(Region labeling entries)
################
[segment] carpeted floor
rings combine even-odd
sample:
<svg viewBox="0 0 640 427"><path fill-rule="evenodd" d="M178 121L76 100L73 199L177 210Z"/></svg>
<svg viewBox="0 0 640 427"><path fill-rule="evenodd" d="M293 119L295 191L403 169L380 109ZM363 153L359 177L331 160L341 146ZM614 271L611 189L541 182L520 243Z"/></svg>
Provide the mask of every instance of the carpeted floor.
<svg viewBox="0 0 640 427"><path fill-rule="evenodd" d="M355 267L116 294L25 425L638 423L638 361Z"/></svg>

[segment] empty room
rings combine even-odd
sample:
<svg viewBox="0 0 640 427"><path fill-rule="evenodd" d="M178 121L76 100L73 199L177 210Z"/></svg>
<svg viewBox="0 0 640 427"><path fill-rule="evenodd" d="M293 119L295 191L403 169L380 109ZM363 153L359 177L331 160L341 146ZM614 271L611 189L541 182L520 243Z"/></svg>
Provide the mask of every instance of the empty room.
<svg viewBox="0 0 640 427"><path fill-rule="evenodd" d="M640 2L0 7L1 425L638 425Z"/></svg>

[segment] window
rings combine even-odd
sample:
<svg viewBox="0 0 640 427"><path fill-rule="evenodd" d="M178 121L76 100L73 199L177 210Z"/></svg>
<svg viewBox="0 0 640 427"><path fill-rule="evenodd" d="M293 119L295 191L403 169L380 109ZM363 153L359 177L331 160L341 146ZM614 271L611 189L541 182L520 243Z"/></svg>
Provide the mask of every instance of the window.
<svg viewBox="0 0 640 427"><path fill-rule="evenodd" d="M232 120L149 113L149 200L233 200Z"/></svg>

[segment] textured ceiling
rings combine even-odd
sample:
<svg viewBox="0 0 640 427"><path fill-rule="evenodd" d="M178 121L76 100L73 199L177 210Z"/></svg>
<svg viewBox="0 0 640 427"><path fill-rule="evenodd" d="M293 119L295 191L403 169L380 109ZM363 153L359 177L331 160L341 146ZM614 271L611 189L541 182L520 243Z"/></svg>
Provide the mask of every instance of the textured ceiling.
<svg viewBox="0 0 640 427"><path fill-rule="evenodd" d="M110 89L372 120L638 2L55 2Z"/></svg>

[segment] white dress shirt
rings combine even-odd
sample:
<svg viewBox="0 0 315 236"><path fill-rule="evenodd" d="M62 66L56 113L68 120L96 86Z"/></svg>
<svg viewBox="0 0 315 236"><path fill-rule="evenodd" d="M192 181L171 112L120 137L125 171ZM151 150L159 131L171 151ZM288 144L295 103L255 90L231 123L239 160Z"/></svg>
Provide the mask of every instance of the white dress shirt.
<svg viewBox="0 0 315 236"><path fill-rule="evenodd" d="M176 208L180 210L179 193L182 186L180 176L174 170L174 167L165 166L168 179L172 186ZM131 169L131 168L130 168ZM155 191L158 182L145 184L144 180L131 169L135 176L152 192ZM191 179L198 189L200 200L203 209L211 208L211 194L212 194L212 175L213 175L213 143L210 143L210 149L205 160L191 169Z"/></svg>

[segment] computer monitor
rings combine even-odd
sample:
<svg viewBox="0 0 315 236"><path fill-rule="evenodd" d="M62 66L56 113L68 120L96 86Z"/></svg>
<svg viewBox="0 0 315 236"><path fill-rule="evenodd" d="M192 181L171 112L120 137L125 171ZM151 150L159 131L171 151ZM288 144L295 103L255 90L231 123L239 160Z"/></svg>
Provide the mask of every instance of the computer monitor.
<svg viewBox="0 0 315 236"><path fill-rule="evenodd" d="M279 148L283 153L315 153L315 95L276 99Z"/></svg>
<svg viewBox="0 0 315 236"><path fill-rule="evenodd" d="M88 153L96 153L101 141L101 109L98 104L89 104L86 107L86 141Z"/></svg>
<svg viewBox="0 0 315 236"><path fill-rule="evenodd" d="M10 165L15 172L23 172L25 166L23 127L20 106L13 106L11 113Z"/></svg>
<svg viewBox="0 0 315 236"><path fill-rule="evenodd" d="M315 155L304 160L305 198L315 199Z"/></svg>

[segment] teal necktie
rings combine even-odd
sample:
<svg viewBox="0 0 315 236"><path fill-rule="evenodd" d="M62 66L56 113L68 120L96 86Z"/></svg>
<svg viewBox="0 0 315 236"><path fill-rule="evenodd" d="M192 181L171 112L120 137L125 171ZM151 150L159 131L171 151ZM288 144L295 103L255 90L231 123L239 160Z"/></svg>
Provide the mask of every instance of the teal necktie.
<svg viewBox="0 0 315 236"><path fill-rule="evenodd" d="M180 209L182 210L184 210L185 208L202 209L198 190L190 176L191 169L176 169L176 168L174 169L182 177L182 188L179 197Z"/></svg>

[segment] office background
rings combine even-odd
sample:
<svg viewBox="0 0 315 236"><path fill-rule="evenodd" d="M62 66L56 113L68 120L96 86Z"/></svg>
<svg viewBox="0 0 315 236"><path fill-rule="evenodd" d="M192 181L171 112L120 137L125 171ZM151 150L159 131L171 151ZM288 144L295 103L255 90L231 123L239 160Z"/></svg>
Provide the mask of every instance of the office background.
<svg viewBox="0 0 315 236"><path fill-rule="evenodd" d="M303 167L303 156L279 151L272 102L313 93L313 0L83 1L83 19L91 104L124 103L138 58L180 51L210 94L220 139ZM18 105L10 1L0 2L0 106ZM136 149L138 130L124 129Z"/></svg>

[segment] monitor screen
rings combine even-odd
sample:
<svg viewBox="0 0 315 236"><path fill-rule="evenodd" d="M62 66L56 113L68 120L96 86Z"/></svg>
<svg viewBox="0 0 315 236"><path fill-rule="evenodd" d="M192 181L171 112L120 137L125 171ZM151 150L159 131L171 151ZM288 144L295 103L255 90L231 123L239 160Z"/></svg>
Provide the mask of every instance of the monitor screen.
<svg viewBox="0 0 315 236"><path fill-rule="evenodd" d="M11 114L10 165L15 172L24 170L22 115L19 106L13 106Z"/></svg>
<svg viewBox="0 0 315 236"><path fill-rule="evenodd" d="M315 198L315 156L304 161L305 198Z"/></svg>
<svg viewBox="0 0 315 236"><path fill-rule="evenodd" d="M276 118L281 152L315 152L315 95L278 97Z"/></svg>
################
» **To be done**
Display every line of the data above that contains the string "background".

» **Problem solution**
[segment] office background
Provide the mask of every instance of the office background.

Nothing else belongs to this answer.